[[ Text under study open ]]
From 19d7cd96194829f544c46972227fd2db24094615 Mon Sep 17 00:00:00 2001
From: =?UTF-8?q?Gy=C3=B6rgy=20Kiss?= <gyorgy@iot-inspector.com>
Date: Wed, 22 Jun 2022 22:11:39 +0200
Subject: [PATCH] Config option for custom magic file

unblob creates metadata about files, which includes magic and mime type
using libmagic. When using unlob as a library, the user might want to
control which exact magic file to use for fixed results for these 2 fields.

python-magic supports this with the magic_file init argument.
---
 unblob/processing.py | 26 +++++++++++++++++++++-----
 unblob/report.py     | 17 -----------------
 2 files changed, 21 insertions(+), 22 deletions(-)

diff --git a/unblob/processing.py b/unblob/processing.py
index 4344f06c6d..4e15d2dc28 100644
--- a/unblob/processing.py
+++ b/unblob/processing.py
@@ -6,6 +6,7 @@
 from typing import Iterable, List, Optional
 
 import attr
+import magic
 import plotext as plt
 from structlog import get_logger
 
@@ -67,6 +68,7 @@ class ExtractionConfig:
     keep_extracted_chunks: bool = False
     extract_suffix: str = "_extract"
     handlers: Handlers = BUILTIN_HANDLERS
+    magic_file: Optional[Path] = None
 
     def get_extract_dir_for(self, path: Path) -> Path:
         """Extraction dir under root with the name of path."""
@@ -202,6 +204,20 @@ def write_json_report(report_file: Path, process_result: ProcessResult):
 class Processor:
     def __init__(self, config: ExtractionConfig):
         self._config = config
+        # libmagic helpers
+        # file magic uses a rule-set to guess the file type, however as rules are added they could
+        # shadow each other. File magic uses rule priorities to determine which is the best matching
+        # rule, however this could shadow other valid matches as well, which could eventually break
+        # any further processing that depends on magic.
[[ Text under study closed ]]
Exercise instructions —
**1.** In the unblob patch, which python-magic init argument supports choosing a specific magic file?
**2.** Continue the unblob patch for a custom magic file from its last comment line onward.
[[ Data section open ]]
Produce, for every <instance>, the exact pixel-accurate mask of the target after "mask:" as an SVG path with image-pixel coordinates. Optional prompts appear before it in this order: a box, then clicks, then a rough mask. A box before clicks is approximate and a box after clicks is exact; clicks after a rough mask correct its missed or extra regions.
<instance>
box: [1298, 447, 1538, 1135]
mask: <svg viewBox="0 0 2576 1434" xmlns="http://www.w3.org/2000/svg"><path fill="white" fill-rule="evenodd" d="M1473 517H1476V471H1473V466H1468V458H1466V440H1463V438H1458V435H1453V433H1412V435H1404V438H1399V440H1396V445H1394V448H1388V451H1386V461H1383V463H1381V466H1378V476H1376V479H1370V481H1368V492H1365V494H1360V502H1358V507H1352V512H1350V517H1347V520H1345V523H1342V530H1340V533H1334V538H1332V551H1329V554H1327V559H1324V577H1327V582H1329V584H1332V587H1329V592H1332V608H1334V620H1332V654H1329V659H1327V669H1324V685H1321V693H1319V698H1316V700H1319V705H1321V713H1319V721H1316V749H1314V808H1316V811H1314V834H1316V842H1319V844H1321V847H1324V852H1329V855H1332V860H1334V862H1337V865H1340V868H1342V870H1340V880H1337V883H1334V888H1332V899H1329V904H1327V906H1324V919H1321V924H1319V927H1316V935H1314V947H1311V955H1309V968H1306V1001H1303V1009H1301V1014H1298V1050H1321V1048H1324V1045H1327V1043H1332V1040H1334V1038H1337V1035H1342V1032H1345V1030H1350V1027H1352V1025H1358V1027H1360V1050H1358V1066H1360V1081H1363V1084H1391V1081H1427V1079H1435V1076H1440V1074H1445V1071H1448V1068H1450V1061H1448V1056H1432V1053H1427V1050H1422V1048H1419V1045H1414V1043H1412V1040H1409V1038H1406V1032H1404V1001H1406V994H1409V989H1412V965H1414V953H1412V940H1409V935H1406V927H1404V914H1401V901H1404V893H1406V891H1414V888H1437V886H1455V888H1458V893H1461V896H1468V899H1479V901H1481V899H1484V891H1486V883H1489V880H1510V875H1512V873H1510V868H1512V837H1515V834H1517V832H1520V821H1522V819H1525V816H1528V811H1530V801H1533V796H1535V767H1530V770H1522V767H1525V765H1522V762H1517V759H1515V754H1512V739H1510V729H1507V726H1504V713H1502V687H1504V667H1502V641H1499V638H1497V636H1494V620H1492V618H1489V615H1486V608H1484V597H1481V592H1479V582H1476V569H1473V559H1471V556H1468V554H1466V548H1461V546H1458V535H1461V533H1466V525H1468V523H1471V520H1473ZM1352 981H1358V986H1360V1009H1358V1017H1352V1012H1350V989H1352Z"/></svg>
[[ Data section closed ]]
Answers by task —
**1.** The magic_file init argument.

**2.**
+        # By enabling keep_going (which eventually enables MAGIC_CONTINUE) all matching patterns
+        # will be included in the magic string at the cost of being a bit slower, but increasing
+        # accuracy by no shadowing rules.
+        self._get_magic = magic.Magic(
+            keep_going=True, magic_file=config.magic_file
+        ).from_file
+        self._get_mime_type = magic.Magic(
+            mime=True, magic_file=config.magic_file
+        ).from_file
 
     def process_task(self, task: Task) -> TaskResult:
         result = TaskResult(task)
@@ -251,13 +267,13 @@ def _process_task(self, result: TaskResult, task: Task):
             log.debug("Ignoring empty file")
             return
 
-        magic_report = FileMagicReport.from_path(task.path)
-        result.add_report(magic_report)
-
-        magic = magic_report.magic
-
+        magic = self._get_magic(task.path)
+        mime_type = self._get_mime_type(task.path)
         logger.debug("Detected file-magic", magic=magic, path=task.path, _verbosity=2)
 
+        magic_report = FileMagicReport(magic=magic, mime_type=mime_type)
+        result.add_report(magic_report)
+
         should_skip_file = any(
             magic.startswith(pattern) for pattern in self._config.skip_magic
         )
diff --git a/unblob/report.py b/unblob/report.py
index 39f494b1a7..2109baf247 100644
--- a/unblob/report.py
+++ b/unblob/report.py
@@ -6,7 +6,6 @@
 from typing import List, Optional, Union
 
 import attr
-import magic
 
 
 @attr.define(kw_only=True, frozen=True)
@@ -140,27 +139,11 @@ def from_path(cls, path: Path):
         )
 
 
-# libmagic helpers
-# file magic uses a rule-set to guess the file type, however as rules are added they could
-# shadow each other. File magic uses rule priorities to determine which is the best matching
-# rule, however this could shadow other valid matches as well, which could eventually break
-# any further processing that depends on magic.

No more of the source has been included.